▶ **Problem to solve**
Turn everything in the material below, from the line containing "Label: red cape" down to the end, into a numbered list with one line per item, skipping any blank lines.

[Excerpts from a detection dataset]
◆ ◆ ◆ ◆ ◆
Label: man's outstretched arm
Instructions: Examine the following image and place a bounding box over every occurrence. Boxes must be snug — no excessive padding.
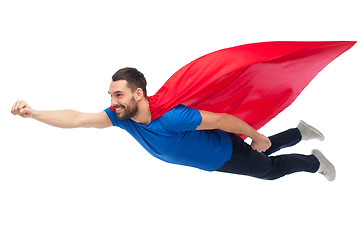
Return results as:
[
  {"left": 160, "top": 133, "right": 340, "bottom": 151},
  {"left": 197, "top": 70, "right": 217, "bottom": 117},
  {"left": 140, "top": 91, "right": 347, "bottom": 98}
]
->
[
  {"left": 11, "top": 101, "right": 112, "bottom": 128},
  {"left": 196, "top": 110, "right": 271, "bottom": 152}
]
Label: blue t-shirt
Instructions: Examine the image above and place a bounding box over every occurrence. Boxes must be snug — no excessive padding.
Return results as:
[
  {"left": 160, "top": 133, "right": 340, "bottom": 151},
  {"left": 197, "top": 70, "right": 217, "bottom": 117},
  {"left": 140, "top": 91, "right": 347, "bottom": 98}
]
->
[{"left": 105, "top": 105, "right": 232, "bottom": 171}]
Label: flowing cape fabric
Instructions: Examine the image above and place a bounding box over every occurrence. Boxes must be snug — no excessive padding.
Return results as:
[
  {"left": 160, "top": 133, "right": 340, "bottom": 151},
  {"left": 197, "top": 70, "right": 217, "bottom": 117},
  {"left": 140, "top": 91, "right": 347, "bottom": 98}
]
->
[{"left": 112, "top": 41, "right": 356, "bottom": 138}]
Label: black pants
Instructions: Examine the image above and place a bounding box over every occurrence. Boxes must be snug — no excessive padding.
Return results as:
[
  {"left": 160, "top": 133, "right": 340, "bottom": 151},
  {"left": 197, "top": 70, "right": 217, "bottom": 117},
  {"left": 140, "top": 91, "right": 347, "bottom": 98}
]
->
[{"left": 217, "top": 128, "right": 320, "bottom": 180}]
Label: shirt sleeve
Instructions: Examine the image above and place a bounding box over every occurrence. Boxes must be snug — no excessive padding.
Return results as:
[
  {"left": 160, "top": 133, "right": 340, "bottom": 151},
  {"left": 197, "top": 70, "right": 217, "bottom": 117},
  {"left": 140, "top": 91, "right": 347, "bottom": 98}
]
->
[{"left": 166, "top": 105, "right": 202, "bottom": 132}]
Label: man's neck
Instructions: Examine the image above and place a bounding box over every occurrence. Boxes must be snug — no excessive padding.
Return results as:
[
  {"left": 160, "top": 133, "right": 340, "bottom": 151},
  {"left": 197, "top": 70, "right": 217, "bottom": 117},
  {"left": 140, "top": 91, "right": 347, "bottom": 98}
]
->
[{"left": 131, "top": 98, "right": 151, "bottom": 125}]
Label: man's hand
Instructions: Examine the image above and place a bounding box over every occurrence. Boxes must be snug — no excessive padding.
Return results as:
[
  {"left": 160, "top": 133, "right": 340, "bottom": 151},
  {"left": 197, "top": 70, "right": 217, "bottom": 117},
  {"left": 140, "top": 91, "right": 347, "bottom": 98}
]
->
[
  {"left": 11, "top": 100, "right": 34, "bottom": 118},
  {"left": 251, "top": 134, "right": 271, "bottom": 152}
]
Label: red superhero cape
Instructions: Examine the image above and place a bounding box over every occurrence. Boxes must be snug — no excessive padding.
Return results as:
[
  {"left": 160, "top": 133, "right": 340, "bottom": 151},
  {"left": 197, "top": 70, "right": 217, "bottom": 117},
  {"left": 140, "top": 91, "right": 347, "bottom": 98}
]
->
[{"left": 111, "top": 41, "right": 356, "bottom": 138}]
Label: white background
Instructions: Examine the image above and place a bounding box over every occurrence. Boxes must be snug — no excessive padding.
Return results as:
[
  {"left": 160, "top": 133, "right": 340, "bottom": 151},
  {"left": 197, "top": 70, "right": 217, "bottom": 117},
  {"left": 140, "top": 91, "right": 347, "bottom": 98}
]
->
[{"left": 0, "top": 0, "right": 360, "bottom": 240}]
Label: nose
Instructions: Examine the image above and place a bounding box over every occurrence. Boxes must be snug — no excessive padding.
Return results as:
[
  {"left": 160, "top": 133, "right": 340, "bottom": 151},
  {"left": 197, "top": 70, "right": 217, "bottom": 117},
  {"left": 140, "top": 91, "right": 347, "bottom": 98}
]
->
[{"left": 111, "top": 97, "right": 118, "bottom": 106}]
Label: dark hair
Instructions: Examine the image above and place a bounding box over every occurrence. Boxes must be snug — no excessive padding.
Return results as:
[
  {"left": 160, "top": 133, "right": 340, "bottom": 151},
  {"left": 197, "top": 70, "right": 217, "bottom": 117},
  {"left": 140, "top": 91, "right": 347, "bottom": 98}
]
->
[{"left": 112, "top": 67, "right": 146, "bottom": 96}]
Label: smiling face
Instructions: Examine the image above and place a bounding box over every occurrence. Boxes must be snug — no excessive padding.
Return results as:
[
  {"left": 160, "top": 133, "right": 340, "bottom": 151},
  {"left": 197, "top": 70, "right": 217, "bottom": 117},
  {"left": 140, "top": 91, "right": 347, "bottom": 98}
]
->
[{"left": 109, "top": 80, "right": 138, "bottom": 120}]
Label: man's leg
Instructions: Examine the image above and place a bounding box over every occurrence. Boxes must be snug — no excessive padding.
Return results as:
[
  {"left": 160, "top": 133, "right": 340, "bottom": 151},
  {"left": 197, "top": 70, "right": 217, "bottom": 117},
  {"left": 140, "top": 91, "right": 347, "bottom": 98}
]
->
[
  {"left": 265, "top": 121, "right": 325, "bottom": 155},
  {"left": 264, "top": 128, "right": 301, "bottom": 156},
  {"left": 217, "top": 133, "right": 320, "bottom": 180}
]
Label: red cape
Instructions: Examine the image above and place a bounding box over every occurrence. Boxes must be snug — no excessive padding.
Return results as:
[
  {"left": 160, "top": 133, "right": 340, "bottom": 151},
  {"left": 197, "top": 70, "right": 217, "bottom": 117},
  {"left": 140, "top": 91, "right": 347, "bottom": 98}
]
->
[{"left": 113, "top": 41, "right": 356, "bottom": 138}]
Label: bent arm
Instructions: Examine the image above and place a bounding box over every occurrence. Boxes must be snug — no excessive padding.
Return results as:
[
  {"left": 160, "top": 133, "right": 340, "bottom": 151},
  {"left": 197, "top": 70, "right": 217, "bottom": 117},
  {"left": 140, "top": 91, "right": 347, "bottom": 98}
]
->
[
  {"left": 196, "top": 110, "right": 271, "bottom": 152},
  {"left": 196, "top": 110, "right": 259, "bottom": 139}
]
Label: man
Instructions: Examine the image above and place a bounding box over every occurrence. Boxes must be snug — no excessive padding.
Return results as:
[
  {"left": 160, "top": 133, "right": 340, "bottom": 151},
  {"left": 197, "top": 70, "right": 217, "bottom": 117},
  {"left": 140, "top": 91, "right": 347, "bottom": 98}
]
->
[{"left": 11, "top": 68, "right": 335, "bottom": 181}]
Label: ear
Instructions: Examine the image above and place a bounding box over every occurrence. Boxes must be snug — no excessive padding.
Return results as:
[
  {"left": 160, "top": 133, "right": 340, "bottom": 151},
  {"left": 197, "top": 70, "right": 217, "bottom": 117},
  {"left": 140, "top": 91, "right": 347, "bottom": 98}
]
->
◆ ◆ ◆ ◆ ◆
▶ **Complete output**
1. Label: red cape
2. Instructions: Examine the image above and place a bounding box over every occurrence. Boxes must be snug — no excessive padding.
3. Return results as:
4. [
5.   {"left": 160, "top": 133, "right": 340, "bottom": 151},
6.   {"left": 197, "top": 70, "right": 217, "bottom": 117},
7.   {"left": 140, "top": 91, "right": 347, "bottom": 98}
8. ]
9. ->
10. [{"left": 113, "top": 41, "right": 356, "bottom": 138}]
11. Label: bent arm
12. Instructions: Examine the image above and place a bounding box over every occurrence. Boxes must be snug — no excessive padding.
13. Return results as:
14. [
15.   {"left": 160, "top": 133, "right": 340, "bottom": 151},
16.   {"left": 197, "top": 70, "right": 217, "bottom": 117},
17.   {"left": 140, "top": 91, "right": 347, "bottom": 98}
18. ]
19. ->
20. [
21.   {"left": 196, "top": 110, "right": 271, "bottom": 152},
22.   {"left": 196, "top": 110, "right": 259, "bottom": 139}
23. ]
24. Label: man
25. Instructions: Examine the image above and place a bounding box over every occurrence. Boxes must be snug — no excessive padding.
26. Return results as:
27. [
28.   {"left": 160, "top": 133, "right": 340, "bottom": 151},
29.   {"left": 197, "top": 70, "right": 217, "bottom": 117},
30.   {"left": 140, "top": 91, "right": 347, "bottom": 98}
31. ]
32. ->
33. [{"left": 11, "top": 68, "right": 335, "bottom": 181}]
34. Label: ear
35. Instructions: Examine the image above and place a bounding box over every occurrence. Boxes must be snug — no excessive padding.
36. Return results as:
37. [
38.   {"left": 160, "top": 133, "right": 340, "bottom": 151},
39.   {"left": 197, "top": 70, "right": 217, "bottom": 117},
40.   {"left": 140, "top": 91, "right": 347, "bottom": 98}
41. ]
42. ->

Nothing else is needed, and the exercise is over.